### YOUR TASK
All of the lines below are to be transcribed faithfully, with pictures excluded from the copy.

------------------------------------------------------------------------

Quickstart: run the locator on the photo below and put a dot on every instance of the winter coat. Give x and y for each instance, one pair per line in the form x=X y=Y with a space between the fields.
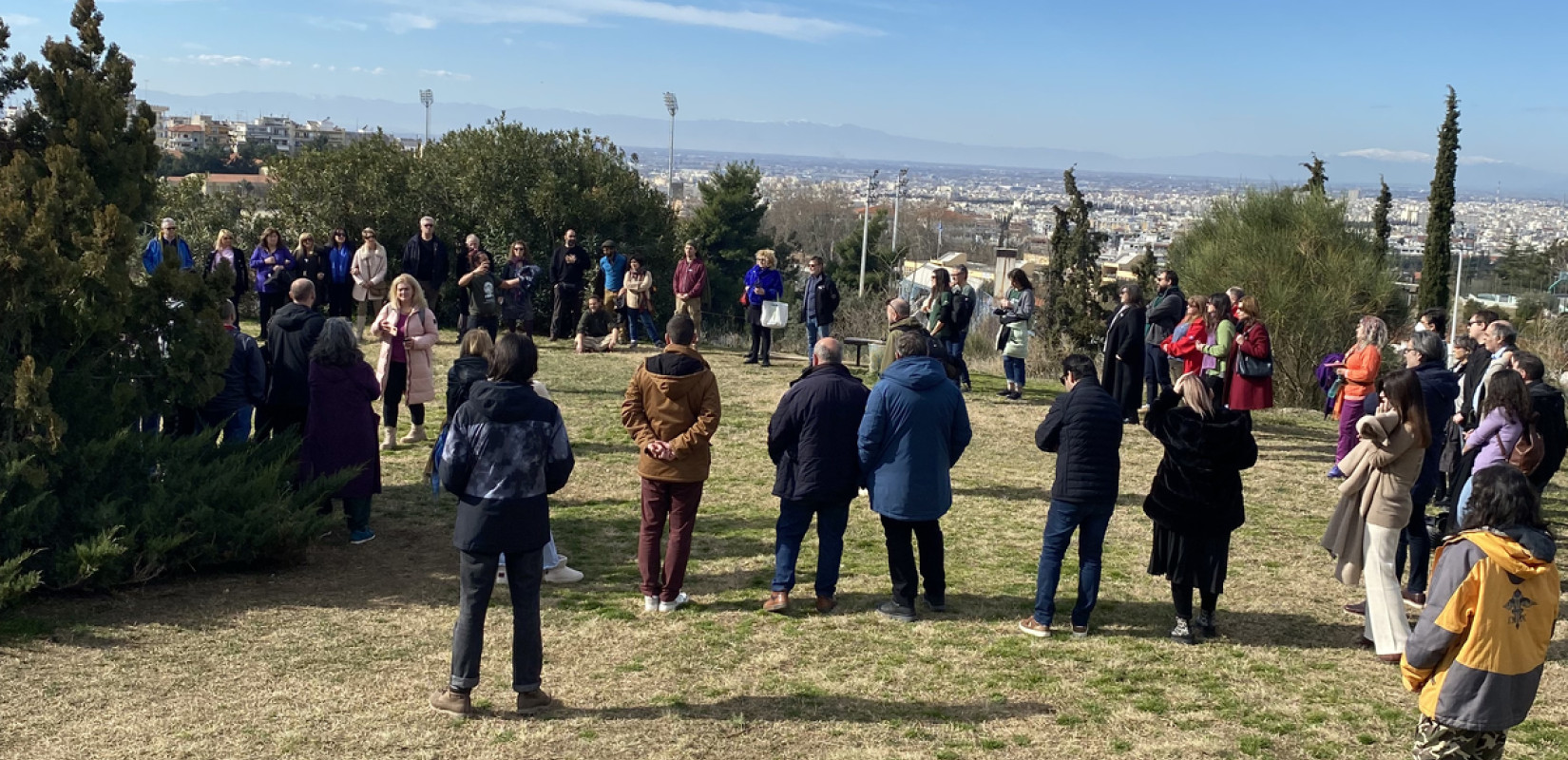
x=1164 y=314
x=914 y=429
x=813 y=436
x=291 y=335
x=1247 y=393
x=422 y=328
x=1479 y=649
x=371 y=272
x=340 y=428
x=461 y=378
x=1548 y=407
x=506 y=451
x=1198 y=484
x=267 y=281
x=673 y=397
x=1121 y=369
x=1083 y=429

------------------------------------------------------------------------

### RESULT
Quickstart: run the locator on the photo below and put a dot on every instance of the winter coat. Give x and y for each instance, one pair per line in the form x=X y=Y with a space between the fields.
x=1164 y=314
x=914 y=429
x=813 y=436
x=291 y=335
x=1247 y=393
x=422 y=328
x=1479 y=649
x=371 y=272
x=340 y=428
x=461 y=378
x=1548 y=407
x=506 y=451
x=1198 y=484
x=267 y=281
x=673 y=397
x=1121 y=369
x=1083 y=429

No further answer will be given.